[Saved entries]
━━━━━━━━

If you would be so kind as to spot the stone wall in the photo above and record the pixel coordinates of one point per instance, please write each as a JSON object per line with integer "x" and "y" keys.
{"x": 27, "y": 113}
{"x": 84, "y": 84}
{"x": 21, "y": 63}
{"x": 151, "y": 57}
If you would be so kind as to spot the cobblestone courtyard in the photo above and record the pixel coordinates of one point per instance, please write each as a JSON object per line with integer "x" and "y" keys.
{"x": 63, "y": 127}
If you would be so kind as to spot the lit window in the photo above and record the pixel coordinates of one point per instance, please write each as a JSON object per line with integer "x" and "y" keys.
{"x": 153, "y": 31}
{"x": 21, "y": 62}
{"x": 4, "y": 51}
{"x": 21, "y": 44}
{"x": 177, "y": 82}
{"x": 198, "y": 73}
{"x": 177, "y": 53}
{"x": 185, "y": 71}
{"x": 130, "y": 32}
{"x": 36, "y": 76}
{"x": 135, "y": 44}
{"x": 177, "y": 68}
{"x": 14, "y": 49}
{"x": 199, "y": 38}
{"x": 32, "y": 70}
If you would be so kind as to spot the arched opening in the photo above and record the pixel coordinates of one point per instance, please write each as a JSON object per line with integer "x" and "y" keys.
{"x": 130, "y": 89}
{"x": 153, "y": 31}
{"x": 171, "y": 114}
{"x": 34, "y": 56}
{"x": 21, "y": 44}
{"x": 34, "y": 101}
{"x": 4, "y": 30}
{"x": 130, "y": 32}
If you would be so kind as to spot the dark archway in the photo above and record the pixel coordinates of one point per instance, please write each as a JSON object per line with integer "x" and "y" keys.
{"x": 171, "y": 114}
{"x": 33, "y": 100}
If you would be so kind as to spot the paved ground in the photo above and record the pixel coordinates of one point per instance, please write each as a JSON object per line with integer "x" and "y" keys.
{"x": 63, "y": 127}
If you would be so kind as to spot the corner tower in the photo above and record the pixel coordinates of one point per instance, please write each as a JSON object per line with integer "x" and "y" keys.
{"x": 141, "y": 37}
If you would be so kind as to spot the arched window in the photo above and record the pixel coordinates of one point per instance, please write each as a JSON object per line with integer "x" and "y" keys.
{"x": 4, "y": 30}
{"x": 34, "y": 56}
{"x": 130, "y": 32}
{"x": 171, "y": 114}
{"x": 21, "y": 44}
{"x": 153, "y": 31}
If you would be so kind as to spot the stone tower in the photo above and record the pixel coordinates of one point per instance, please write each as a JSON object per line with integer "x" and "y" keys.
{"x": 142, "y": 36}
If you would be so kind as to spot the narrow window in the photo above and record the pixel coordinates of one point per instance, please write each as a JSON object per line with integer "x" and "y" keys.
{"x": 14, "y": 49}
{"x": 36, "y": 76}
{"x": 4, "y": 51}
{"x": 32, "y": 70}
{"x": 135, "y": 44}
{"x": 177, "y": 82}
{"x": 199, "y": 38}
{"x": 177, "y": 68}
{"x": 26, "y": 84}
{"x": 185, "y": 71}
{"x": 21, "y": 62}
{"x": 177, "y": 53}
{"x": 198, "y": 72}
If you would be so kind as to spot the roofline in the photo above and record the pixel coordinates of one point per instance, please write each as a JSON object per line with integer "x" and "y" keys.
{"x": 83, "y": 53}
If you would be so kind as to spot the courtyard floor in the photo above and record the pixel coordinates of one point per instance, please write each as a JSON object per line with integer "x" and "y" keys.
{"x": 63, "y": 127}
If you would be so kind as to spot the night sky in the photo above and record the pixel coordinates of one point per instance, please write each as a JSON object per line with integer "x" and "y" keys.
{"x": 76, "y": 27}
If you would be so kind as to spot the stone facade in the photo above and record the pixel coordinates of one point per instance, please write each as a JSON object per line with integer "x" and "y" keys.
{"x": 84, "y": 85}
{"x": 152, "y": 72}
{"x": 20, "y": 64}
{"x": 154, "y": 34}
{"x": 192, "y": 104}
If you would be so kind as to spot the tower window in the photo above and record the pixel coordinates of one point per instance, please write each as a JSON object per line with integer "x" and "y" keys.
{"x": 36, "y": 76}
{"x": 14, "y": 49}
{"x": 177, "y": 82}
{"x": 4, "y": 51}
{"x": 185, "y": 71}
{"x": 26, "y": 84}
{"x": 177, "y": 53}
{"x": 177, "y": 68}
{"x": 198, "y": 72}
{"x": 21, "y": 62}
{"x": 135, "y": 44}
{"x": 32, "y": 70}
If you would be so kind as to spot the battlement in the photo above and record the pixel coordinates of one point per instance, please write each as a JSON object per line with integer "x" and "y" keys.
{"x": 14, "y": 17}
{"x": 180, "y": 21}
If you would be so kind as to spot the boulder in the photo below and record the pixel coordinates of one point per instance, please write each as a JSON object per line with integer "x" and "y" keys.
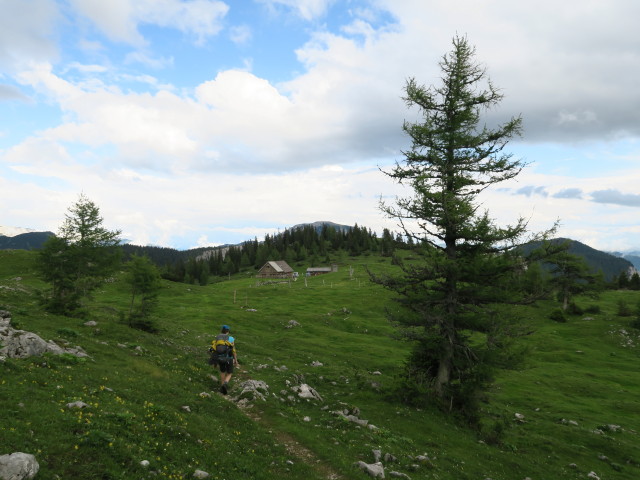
{"x": 23, "y": 344}
{"x": 253, "y": 390}
{"x": 18, "y": 466}
{"x": 375, "y": 470}
{"x": 307, "y": 392}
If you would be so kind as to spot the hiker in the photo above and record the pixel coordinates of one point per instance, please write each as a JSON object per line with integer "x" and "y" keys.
{"x": 225, "y": 350}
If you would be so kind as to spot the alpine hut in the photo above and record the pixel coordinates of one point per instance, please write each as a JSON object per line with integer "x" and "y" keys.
{"x": 275, "y": 269}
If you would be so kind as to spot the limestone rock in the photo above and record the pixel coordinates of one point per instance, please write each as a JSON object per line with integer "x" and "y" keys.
{"x": 305, "y": 391}
{"x": 18, "y": 466}
{"x": 375, "y": 470}
{"x": 23, "y": 344}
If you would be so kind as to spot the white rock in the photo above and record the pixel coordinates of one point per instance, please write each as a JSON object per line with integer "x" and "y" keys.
{"x": 376, "y": 470}
{"x": 18, "y": 466}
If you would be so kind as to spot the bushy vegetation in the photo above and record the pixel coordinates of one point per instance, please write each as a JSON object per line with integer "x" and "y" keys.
{"x": 576, "y": 397}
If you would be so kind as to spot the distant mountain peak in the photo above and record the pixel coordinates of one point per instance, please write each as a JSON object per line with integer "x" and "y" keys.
{"x": 319, "y": 224}
{"x": 13, "y": 231}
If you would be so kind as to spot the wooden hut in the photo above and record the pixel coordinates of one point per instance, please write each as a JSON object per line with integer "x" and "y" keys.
{"x": 275, "y": 269}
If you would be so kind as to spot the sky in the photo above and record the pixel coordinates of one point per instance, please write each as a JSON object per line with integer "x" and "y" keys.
{"x": 195, "y": 123}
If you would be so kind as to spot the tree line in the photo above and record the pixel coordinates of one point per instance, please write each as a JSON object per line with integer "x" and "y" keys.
{"x": 309, "y": 245}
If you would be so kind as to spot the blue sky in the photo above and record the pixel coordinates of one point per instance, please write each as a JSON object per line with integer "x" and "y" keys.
{"x": 204, "y": 122}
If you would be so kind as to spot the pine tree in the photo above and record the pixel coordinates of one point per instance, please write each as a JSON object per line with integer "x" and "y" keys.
{"x": 80, "y": 258}
{"x": 467, "y": 261}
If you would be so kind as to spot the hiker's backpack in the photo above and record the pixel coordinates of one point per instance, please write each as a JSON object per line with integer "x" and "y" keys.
{"x": 223, "y": 346}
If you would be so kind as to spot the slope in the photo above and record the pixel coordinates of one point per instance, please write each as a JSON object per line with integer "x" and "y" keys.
{"x": 576, "y": 399}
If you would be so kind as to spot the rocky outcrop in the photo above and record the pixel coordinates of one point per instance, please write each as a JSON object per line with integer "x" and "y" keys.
{"x": 22, "y": 344}
{"x": 18, "y": 466}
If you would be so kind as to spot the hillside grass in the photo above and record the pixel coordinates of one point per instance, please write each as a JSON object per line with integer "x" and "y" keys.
{"x": 578, "y": 394}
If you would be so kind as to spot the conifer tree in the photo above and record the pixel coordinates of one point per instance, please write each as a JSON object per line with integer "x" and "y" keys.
{"x": 82, "y": 256}
{"x": 467, "y": 260}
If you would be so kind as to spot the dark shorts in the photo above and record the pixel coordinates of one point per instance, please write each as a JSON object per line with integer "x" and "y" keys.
{"x": 226, "y": 366}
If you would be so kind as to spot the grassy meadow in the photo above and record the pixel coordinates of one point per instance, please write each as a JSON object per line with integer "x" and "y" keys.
{"x": 573, "y": 409}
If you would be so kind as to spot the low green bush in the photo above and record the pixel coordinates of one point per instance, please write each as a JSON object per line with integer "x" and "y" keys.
{"x": 558, "y": 316}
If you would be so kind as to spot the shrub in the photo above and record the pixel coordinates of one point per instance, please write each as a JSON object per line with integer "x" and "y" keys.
{"x": 592, "y": 309}
{"x": 67, "y": 332}
{"x": 624, "y": 310}
{"x": 574, "y": 309}
{"x": 558, "y": 316}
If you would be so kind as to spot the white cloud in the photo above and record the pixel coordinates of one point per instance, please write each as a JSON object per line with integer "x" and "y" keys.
{"x": 119, "y": 19}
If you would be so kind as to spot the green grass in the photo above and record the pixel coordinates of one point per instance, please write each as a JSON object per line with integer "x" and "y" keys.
{"x": 580, "y": 377}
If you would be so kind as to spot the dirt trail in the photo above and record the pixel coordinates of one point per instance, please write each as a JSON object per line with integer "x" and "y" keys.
{"x": 293, "y": 447}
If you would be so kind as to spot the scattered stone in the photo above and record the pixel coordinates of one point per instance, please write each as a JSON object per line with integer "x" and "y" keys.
{"x": 252, "y": 390}
{"x": 22, "y": 344}
{"x": 18, "y": 466}
{"x": 377, "y": 455}
{"x": 305, "y": 391}
{"x": 376, "y": 470}
{"x": 390, "y": 458}
{"x": 399, "y": 475}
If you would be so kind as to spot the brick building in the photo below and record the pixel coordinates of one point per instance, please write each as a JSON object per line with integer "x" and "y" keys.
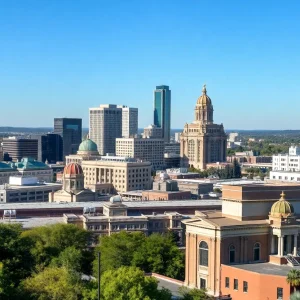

━━━━━━━━

▸ INSTRUCTIONS TO FOLLOW:
Output nothing except the lines from the one containing "If you would be so kind as to spot the scattered" through the final line of the entries, repeated exactly and free of pictures.

▸ RESULT BELOW:
If you would be so kind as to spot the scattered stone in the photo above and record the pixel coordinates of one point per instance, please write each as a JSON object per line with integer "x" and "y" keys.
{"x": 252, "y": 390}
{"x": 22, "y": 344}
{"x": 18, "y": 466}
{"x": 377, "y": 455}
{"x": 305, "y": 391}
{"x": 376, "y": 470}
{"x": 390, "y": 458}
{"x": 399, "y": 475}
If you would be so kind as to spot the brick building in the photo below and record the pixel coordinates of one point per instance, please write each as a JSON object per line with integer "x" and "y" keys.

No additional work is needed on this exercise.